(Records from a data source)
• • • •

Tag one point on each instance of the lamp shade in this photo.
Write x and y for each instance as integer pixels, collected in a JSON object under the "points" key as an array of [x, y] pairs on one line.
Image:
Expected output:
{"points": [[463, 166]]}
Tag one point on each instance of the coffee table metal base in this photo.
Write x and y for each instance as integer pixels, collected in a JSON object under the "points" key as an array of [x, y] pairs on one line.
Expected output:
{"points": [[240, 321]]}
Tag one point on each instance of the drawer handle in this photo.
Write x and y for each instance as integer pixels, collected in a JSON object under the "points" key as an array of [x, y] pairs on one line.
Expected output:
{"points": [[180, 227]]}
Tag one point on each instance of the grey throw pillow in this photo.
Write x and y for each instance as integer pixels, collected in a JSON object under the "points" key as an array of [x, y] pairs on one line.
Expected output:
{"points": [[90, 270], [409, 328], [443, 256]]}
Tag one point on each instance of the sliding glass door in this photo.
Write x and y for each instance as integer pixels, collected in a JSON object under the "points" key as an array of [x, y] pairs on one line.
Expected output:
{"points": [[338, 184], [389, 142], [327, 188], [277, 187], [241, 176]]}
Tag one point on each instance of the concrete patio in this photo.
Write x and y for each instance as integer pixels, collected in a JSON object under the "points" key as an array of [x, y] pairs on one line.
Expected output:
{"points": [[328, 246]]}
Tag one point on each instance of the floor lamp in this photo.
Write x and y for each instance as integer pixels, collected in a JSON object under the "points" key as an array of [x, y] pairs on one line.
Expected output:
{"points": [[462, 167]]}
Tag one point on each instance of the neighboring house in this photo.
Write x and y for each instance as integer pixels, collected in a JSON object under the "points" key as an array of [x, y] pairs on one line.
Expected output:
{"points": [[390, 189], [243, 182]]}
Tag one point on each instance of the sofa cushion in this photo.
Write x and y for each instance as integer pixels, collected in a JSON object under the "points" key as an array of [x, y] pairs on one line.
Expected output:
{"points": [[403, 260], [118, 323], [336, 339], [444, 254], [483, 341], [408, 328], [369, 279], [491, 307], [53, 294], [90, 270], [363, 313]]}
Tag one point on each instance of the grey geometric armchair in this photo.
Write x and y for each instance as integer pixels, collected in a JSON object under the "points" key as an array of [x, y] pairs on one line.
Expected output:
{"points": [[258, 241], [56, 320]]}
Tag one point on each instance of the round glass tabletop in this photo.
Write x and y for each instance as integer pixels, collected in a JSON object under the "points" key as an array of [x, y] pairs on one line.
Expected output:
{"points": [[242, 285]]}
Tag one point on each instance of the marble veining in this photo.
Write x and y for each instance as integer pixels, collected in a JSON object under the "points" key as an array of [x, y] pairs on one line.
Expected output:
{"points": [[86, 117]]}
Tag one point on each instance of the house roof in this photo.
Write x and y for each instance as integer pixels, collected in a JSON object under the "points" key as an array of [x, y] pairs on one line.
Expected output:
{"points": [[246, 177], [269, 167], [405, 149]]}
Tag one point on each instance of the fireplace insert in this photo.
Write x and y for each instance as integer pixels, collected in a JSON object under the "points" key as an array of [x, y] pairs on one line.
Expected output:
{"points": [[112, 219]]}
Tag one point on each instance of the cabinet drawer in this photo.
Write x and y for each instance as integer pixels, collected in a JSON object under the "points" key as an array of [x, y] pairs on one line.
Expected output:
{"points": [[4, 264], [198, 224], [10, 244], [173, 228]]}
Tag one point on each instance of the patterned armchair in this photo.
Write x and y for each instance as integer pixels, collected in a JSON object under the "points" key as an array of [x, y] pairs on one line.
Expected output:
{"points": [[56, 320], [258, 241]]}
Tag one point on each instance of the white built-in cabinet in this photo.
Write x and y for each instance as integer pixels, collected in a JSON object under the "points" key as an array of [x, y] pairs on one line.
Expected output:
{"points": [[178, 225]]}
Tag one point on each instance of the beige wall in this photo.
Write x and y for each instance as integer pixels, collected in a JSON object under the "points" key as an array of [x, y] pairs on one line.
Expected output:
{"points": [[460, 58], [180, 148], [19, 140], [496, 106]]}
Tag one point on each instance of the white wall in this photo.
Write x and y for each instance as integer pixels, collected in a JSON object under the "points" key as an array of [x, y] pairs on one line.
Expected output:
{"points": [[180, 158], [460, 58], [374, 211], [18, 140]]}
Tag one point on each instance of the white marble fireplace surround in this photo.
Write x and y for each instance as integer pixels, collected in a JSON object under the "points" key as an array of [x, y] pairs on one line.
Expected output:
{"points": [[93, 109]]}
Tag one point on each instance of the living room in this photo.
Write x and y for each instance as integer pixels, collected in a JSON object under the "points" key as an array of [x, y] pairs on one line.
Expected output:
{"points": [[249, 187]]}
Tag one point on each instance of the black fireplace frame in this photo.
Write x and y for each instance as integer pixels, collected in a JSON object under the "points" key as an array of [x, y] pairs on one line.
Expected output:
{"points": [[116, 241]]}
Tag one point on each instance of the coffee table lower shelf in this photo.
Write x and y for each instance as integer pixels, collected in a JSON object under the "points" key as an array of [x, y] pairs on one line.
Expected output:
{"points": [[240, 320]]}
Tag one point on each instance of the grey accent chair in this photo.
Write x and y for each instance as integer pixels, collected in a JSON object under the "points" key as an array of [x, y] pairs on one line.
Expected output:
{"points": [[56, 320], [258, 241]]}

• • • •

== Task statement ==
Write the data from above out again, exactly.

== Reply ==
Tag one point on each instance of the lamp shade in this photo.
Write x and y for each instance as integer pixels, collected in a JSON object under the "points" key as an array of [x, y] pairs on one line.
Image:
Expected output:
{"points": [[463, 166]]}
Tag one point on each instance of the coffee table metal base in this photo.
Write x and y for each instance as integer pixels, collected in a JSON object under the "points" key as an array of [x, y] pairs on one line.
Expected output:
{"points": [[240, 321]]}
Tag one point on each instance of the drawer handle in this photo.
Write x and y for each instance as integer pixels, collected in a JSON object under the "points" key as an array of [x, y] pairs on one line.
Expected output:
{"points": [[180, 227]]}
Tag one point on each instance of the grey throw pillow in this photo.
Write x and y for each instance as integer pixels, collected in a JSON object under the "points" key as an array of [x, y] pairs on one line.
Expected output:
{"points": [[90, 270], [409, 328], [443, 256]]}
Tag one point on each instance of the sliding glass door in this photo.
Write x and y for each instance as integer pixels, collected in a JSON object under the "points" key as an array of [x, y] pairs on one line.
Expected output:
{"points": [[338, 184], [389, 142], [327, 188], [277, 187], [241, 176]]}
Tag one point on each instance of the concrete patio in this photo.
Write x and y for each instance as integer pixels, collected in a JSON object under the "points" key as an array of [x, y] pairs on one line.
Expected output:
{"points": [[328, 246]]}
Tag one point on each instance of the floor lamp in this photo.
Write x and y for each instance as integer pixels, collected in a JSON object under the "points" key as an array of [x, y] pairs on one line.
Expected output:
{"points": [[462, 167]]}
Tag one point on each instance of the neighboring house in this photo.
Write x and y for each instance as integer pixels, collected in a JSON object under the "points" key as an array of [x, y] pairs on one line.
Expected output:
{"points": [[390, 189], [243, 182]]}
Tag one point on each instance of the sofa cushion in this photo.
Write x and y for each instance as integer pixels, collected in a JSON object under the "points" key as an array of [x, y] pairs on one line.
Expected output:
{"points": [[403, 260], [118, 323], [336, 339], [444, 254], [483, 341], [408, 328], [369, 279], [491, 307], [53, 294], [90, 270], [363, 313]]}
Tag one point on each instance of the grey geometric armchair in this photo.
Write x and y for each instance as integer pixels, collected in a JSON object under the "points" key as an array of [x, y] pairs on one line.
Expected output:
{"points": [[258, 241], [56, 320]]}
Tag one point on each instance of the round glass tabletop in this photo.
Write x and y for each instance as integer pixels, collected in a JSON object under the "points" key as an array of [x, y] pairs on one line.
Expected output:
{"points": [[242, 285]]}
Tag one point on each instance of the marble veining in this photo.
Write x and y for each instance as integer pixels, collected in a JSON object under the "points" key as an array of [x, y] pairs on one line.
Expected output:
{"points": [[86, 117]]}
Tag one point on each instance of the house roof in this photo.
Write x and y for each instance as integer pixels, collected in a JSON object under the "points" key as an array of [x, y] pairs on one line.
Expected output:
{"points": [[246, 177], [269, 167], [405, 149]]}
Tag one point on each instance of the fireplace insert in this photo.
Write x and y for each instance as integer pixels, collected in a JSON object under the "points" key as an array of [x, y] pairs on one line.
Expected output:
{"points": [[112, 219]]}
Tag one point on each instance of the cabinet drawer in this photo.
Write x and y for each instance as integer pixels, collected in a JSON object under the "points" key as an array of [x, y] pairs on one line.
Expected output:
{"points": [[4, 264], [198, 224], [10, 244], [173, 228]]}
Tag one point on each instance of the patterned armchair in this photo.
Write x and y for each instance as integer pixels, collected in a JSON object under the "points" key as an array of [x, y] pairs on one line.
Expected output:
{"points": [[56, 320], [258, 241]]}
Tag one point on each instance of the white built-in cabinet in this photo.
Write x and y for each instance as integer pixels, collected in a JSON object under the "points" key as an array of [x, y] pairs on one line.
Expected output:
{"points": [[178, 225]]}
Tag one point on each instance of the beige wall in this photo.
Write x and y for each instance as integer pixels, collected in a JSON object under the "points" key as an array of [x, y] pairs on one line.
Expected output:
{"points": [[460, 58], [180, 148], [19, 140], [496, 106]]}
Tag one point on each instance of the white wall in this photo.
Write x and y for each instance as integer pixels, collected in a JSON object under the "points" key as an array of [x, y] pairs on one line.
Expected output:
{"points": [[180, 158], [460, 58], [374, 211], [18, 140]]}
Tag one point on each instance of the white marble fireplace surround in this photo.
Write x and y for each instance as integer pixels, collected in a JSON object under the "points" key as an array of [x, y] pairs on one line.
Expected output:
{"points": [[93, 109]]}
Tag one point on each instance of the living room in this photo.
Write x and y for each instance as integer pixels, collected in a JSON object under the "points" key as an array of [x, y] pairs on one line.
Expected output:
{"points": [[249, 187]]}
Tag one point on each instance of the black fireplace frame in this photo.
Write x and y for each instance as integer pixels, collected in a JSON object under the "points" key as an array of [x, y] pairs on one line.
Expected output:
{"points": [[116, 241]]}
Tag one point on each instance of the coffee table lower shelf in this photo.
Write x and y for each instance as integer pixels, collected in a JSON object under the "points" key as an array of [x, y] pairs on one line.
Expected output:
{"points": [[240, 320]]}
Tag one point on each instance of the grey accent chair in this photo.
Write x and y for each instance as integer pixels, collected in a JSON object under the "points" key as an array of [x, y] pairs on one line.
Expected output:
{"points": [[56, 320], [258, 241]]}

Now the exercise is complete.